(Raw records)
☆ ☆ ☆ ☆ ☆ ☆ ☆
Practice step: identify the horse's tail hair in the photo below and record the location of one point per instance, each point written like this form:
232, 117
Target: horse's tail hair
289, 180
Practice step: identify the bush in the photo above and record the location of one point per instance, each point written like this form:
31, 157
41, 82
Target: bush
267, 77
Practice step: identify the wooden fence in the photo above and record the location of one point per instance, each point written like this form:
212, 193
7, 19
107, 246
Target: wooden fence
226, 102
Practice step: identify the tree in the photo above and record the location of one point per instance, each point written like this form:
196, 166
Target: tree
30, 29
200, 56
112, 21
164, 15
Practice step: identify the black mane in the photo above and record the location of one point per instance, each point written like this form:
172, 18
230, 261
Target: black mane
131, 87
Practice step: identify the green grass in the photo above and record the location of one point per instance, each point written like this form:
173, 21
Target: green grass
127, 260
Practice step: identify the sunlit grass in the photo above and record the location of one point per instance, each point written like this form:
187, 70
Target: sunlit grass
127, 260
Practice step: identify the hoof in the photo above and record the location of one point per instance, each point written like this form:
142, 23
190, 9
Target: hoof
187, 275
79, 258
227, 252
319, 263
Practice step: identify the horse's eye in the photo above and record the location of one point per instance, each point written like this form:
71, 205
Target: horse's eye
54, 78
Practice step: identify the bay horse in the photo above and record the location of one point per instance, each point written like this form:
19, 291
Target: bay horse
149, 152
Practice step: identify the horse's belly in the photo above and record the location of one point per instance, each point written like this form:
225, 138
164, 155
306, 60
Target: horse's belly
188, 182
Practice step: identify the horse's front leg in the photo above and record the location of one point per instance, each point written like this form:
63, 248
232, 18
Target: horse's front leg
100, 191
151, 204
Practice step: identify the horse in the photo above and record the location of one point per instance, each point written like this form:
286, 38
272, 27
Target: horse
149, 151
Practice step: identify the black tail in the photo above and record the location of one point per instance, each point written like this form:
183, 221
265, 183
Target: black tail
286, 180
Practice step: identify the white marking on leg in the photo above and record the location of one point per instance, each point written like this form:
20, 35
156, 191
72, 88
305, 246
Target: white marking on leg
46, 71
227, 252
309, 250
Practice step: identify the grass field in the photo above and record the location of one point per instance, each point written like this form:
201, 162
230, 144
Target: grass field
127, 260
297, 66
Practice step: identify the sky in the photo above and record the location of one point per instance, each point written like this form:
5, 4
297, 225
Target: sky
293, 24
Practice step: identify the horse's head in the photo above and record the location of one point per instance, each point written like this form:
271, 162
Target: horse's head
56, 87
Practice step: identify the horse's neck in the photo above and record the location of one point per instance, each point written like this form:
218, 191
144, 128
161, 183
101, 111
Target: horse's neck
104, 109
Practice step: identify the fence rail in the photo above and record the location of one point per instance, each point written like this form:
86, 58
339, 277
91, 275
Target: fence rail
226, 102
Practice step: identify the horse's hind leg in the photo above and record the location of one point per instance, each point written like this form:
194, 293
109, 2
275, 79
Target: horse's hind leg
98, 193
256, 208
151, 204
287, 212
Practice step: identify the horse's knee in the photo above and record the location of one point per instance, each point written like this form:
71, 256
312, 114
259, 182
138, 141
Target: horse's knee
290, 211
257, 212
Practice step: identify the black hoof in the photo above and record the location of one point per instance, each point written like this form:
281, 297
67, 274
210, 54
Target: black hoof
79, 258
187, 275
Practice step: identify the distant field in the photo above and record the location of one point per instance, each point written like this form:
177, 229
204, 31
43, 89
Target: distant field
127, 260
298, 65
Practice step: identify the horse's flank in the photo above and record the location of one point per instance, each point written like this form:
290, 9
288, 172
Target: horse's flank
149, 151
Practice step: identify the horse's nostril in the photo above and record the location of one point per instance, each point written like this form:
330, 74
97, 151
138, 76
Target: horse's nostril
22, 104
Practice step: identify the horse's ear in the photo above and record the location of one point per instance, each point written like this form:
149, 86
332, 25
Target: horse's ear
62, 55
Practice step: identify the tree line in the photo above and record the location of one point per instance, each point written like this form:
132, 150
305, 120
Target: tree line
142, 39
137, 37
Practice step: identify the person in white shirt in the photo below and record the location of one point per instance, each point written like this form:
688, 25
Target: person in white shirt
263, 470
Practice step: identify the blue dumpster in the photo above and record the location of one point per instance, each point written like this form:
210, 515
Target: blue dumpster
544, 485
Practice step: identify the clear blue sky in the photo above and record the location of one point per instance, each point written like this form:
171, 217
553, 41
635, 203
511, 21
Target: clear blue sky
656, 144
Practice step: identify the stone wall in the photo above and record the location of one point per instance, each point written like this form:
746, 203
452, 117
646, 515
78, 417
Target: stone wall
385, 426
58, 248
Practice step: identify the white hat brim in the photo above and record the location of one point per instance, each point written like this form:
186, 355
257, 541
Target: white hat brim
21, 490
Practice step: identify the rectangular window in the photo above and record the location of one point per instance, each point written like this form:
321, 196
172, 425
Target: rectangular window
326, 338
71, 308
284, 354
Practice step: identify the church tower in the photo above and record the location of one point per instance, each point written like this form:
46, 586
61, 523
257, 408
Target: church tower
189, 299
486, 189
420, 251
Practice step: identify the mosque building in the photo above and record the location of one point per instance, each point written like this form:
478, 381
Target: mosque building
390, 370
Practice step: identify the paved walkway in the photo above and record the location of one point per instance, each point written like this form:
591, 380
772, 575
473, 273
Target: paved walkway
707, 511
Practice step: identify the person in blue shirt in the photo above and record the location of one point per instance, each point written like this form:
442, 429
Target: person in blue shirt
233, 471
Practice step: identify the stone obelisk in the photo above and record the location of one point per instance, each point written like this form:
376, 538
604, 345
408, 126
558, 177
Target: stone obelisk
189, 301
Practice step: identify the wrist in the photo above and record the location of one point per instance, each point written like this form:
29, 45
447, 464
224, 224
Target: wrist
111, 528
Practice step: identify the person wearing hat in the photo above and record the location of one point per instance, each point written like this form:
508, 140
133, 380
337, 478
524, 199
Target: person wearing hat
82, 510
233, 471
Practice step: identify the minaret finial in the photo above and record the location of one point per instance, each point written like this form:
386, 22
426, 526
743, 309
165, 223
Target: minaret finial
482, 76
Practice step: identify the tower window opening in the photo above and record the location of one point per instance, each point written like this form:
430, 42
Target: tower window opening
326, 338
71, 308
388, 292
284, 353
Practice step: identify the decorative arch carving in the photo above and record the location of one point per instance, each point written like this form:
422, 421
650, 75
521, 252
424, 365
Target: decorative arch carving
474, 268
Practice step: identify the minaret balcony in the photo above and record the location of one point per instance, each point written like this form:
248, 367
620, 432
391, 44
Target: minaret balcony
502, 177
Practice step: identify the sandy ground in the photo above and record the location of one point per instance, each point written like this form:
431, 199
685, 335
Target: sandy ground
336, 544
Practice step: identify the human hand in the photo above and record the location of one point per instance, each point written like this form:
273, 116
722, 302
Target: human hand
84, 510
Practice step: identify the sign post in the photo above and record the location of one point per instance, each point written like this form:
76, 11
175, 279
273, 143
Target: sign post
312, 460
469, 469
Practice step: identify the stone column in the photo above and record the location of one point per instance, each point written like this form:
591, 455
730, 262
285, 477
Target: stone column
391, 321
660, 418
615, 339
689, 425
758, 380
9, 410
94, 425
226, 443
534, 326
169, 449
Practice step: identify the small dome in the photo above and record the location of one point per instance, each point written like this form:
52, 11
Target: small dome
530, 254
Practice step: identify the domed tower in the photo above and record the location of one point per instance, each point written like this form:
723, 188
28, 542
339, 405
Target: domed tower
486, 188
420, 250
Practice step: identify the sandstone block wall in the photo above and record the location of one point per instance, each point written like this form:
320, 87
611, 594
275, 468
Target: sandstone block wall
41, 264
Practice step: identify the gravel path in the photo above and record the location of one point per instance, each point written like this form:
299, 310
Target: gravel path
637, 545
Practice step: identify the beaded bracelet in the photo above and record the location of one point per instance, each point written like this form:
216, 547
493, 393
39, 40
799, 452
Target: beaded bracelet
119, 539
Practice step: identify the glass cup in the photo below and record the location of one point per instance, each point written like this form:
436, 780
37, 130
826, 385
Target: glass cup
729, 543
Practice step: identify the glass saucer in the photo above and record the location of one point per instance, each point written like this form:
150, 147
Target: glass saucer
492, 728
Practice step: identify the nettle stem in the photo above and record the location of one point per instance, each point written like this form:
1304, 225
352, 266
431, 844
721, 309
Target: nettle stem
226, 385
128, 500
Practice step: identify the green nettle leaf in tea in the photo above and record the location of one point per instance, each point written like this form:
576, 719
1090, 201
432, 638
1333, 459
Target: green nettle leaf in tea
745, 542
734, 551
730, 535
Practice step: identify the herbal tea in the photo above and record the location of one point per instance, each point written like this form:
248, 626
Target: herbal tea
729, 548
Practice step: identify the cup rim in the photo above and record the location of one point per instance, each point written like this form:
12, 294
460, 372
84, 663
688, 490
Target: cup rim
☆ ☆ ☆ ☆ ☆ ☆ ☆
**WHAT THE TASK ASKS**
Output the line that contains "Practice step: identify the domed", followed by every later line in the listing, with no line omitted and none added.

**ANSWER**
Practice step: identify the domed tower in the photo above and record the location of one point per instance, each point written like this form:
723, 188
28, 542
339, 405
Target: domed tower
486, 188
420, 250
Practice step: identify the sandstone block wall in the photo above and record the location of one point per instance, each point written like this form:
320, 87
611, 594
275, 468
Target: sandstone block wall
41, 264
Practice step: identify the gravel path in the photo above and record the location of one point per instance, each point written like this form:
299, 310
Target: gravel path
637, 545
Practice step: identify the beaded bracelet in the photo above and record the location of one point per instance, each point written like this form:
216, 547
493, 393
39, 40
799, 452
Target: beaded bracelet
119, 539
Practice step: identify the glass cup in the photo below and record the location of one point per instance, each point written like this form:
436, 780
37, 130
826, 385
Target: glass cup
729, 543
Practice step: identify the glass saucer in the photo above and record the location of one point per instance, each point written like this form:
150, 147
Target: glass saucer
492, 728
Practice step: identify the nettle stem in the photo above and record the location of one point per instance, each point written like this form:
1304, 225
352, 266
431, 844
721, 309
Target: nettle stem
226, 385
128, 500
Practice step: identify the green nettle leaf in tea in the photo above and record the location of one point per instance, each point written like this form:
576, 719
1090, 201
432, 638
1333, 459
Target: green nettle leaf in tea
745, 542
734, 551
730, 535
Practice step: identify the herbal tea in the photo above and record the location of one point per instance, each point written like this form:
248, 626
Target: herbal tea
729, 548
Practice step: identify the cup rim in the photo above and record the location of one point per instance, each point written like this form:
12, 294
460, 372
84, 663
688, 490
Target: cup rim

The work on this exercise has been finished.